PROBLEM TO SOLVE ▸
Take the listing and print it in full, exactly as given.

== MATERIALS PROVIDED ==

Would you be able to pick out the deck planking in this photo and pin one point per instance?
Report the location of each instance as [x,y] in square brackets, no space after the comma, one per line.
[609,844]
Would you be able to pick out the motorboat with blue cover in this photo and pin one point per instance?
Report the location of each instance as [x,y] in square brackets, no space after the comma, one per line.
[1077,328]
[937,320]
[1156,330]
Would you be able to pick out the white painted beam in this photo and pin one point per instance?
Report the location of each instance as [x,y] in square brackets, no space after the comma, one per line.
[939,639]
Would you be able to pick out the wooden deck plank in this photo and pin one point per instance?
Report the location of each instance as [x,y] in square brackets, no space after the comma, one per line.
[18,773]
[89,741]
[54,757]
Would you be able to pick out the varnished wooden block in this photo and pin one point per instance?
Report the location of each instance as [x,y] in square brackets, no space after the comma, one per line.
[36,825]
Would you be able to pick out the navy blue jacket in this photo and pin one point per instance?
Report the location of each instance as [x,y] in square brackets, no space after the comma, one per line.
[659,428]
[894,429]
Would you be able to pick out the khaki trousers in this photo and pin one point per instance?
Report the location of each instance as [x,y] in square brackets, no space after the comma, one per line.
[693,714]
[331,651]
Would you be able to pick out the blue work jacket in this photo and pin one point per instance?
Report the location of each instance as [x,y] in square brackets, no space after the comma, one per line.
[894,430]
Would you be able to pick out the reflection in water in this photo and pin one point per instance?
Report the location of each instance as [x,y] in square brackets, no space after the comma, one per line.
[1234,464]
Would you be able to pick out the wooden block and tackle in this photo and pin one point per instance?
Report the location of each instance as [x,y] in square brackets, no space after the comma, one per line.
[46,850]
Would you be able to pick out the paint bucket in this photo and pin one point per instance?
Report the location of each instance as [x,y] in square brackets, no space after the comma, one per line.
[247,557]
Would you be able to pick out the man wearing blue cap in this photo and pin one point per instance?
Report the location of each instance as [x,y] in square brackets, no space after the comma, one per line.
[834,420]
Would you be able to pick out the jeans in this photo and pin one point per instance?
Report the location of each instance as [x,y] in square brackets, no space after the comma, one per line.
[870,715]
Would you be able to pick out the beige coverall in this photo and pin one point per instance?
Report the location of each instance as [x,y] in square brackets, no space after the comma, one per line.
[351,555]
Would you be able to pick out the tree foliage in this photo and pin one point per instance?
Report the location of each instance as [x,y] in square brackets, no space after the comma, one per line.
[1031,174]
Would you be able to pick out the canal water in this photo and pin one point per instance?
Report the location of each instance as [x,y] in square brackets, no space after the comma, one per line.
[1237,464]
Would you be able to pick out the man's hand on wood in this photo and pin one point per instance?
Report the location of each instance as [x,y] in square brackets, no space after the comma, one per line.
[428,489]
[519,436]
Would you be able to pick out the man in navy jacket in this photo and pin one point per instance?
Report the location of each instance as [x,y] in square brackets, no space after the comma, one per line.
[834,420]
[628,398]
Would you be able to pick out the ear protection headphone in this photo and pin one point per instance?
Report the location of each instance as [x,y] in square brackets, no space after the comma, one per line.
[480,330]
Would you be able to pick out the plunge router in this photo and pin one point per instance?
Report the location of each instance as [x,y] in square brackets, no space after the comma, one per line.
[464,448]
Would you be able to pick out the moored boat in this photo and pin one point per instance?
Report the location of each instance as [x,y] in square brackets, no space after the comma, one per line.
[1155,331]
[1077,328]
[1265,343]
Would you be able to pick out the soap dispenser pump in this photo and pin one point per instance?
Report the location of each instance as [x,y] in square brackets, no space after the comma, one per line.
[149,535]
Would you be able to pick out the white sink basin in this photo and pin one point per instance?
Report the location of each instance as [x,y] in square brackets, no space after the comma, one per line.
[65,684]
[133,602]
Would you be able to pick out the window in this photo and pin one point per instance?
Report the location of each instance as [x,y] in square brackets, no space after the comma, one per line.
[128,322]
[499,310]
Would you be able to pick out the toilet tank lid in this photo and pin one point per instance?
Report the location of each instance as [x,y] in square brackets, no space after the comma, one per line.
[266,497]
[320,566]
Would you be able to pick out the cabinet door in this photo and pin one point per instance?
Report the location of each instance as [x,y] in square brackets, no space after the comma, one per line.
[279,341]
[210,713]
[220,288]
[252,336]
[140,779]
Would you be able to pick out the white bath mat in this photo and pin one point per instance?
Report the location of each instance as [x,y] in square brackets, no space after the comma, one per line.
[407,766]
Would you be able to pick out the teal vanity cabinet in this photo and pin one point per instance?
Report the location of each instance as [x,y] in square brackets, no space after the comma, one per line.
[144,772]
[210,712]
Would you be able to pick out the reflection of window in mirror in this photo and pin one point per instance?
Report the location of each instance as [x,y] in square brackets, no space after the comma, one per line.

===

FULL RESPONSE ▸
Would you be able to pick out the deck planking in this photo and pin one point per instance?
Report the location of each instance as [x,y] in square brackets, no space after the comma, one per line.
[609,844]
Would you be able to pick out the motorboat with blue cover in this photo and pin one point per instance?
Report the location of each instance as [x,y] in square brackets, no space after the comma, one per line.
[1077,328]
[937,320]
[1156,330]
Would you be able to pick out the white painted beam in this photo and pin one point per instance?
Report the location of each instance as [x,y] in square brackets, no space after the comma, one per line.
[939,639]
Would you be able to pick out the wooden deck plank in this photo and pin one point per instance?
Report the location of each instance as [x,y] in square brackets, no space after the comma, one per line.
[18,773]
[89,741]
[54,757]
Would you be able to pick out the varnished wooden block in this photo and pin one point per instance?
Report the location of each instance as [x,y] in square brackets, no space after the comma, one per line.
[36,825]
Would you be able to pick out the navy blue jacket in this photo and pin one point per instance?
Report the location of each instance as [x,y] in square brackets, no space after the comma, one per line.
[659,428]
[894,429]
Would you be able to pick out the khaki trousers in this photo and pin one point per instance?
Report the location of each instance as [x,y] in square brackets, no space after the comma, one per line.
[693,714]
[331,651]
Would you be able to pick out the blue work jacket in this photo and pin one point per instance?
Report the location of each instance as [x,y] in square brackets, no space after the comma, one per line.
[894,430]
Would you be able to pick out the reflection in water in this photo and pin one point per instance?
Report the location of each instance as [x,y] in square brackets, no space after the comma, one per line.
[1234,464]
Would you be able to pick out the wooden block and tackle in this photo and pin one point per instance?
Report the location of each instance as [x,y] in square brackets, no space after the comma, one per line.
[46,850]
Would you be able to pick out the paint bucket in this photo and pin one point per instance?
Report the location of each instance as [x,y] in square brackets, no space after the comma, one per line.
[247,557]
Would you be able to pick out the man wearing blue cap in this photo and pin one point per instance?
Report the location of each instance as [x,y] in square brackets, no space after the comma, one per line.
[834,420]
Would you be able to pick out the jeans in this photo and pin one point per instance?
Report the location of each instance as [x,y] in square brackets, no space after the comma, one per line.
[870,715]
Would you be able to pick out the beige coverall in this photo and pin one point per instance?
Report the location of each instance as [x,y] in square brackets, no space after the comma, one per line.
[351,555]
Would you be able to pick out the tree foliage in this photo and pin one point per instance?
Report the location of each instance as [x,y] in square brackets, no space after the comma, one per line.
[1031,174]
Would you be able to pick out the canal water in this photo and pin one point per instance?
Report the location of each instance as [x,y] in square brackets, no space after the comma, one per line.
[1237,464]
Would you be able to pick out the man's hand on wood in this photo and pin one point per instance?
Report the location of each instance as [x,y] in square brackets, no space after the comma, one per line.
[428,489]
[519,436]
Would you be able to pick out the man in navy jacket in this photo and pin one point per instance?
Report the location of each instance as [x,y] in square brackets, no space after the comma, one per line.
[834,420]
[628,398]
Would you be able to pick out the ear protection headphone in this photo and pin one point per instance?
Report the location of each instance as [x,y] in square brackets, no space after the comma, one per line.
[480,330]
Would you be able to pick out the plunge router in this photo and pin one point per instance?
Report the location of each instance as [x,y] in square brackets, no space after the comma, one per line.
[464,448]
Would you be able to pick out the moored boat in this photo and pin one point per instance?
Report the location of each instance as [x,y] in square brackets, no space after the comma, one per line.
[1155,331]
[1077,328]
[1265,343]
Would you be able to pick out the soap dispenser pump in this photo and pin one point per instance?
Report the location of each instance as [x,y] in square brackets, no space after the comma, one per line.
[149,535]
Would you be able to pick out the white sink basin in this photo and pin one point per instance?
Report the location of each instance as [x,y] in square brackets, no space after the comma, one per line.
[65,684]
[133,602]
Would you be able to pick out the window in this photo and pin one point per instance?
Report the location of each instance as [x,y] in square brackets, no space after the comma, one per line.
[128,322]
[499,310]
Would you be able to pick out the toilet tank lid in this photo and pin one point per instance?
Report the location of each instance as [x,y] in square brackets, no space after the comma, one per line.
[266,497]
[320,566]
Would you be able to pick out the cabinet door in this photo and pin one point per instance?
Report the location of each instance as [x,y] in square brackets, no space after the comma, one per line.
[279,341]
[210,713]
[220,288]
[252,336]
[140,779]
Would you be able to pick out the white bath mat in this photo and pin one point per instance?
Report the location of each instance as [x,y] in square brackets, no space after the comma, one per line.
[407,766]
Would you be able to pick out the teal vanity cabinet in this photo and pin one point per instance?
Report the location of each instance as [x,y] in square brackets, no space after the comma, one per line.
[144,772]
[210,712]
Would you be able to pick out the reflection of window in mirror in this photo and pin one point per instance?
Report the location of each instance as [x,y] in square brackets, no space after the comma, one per line.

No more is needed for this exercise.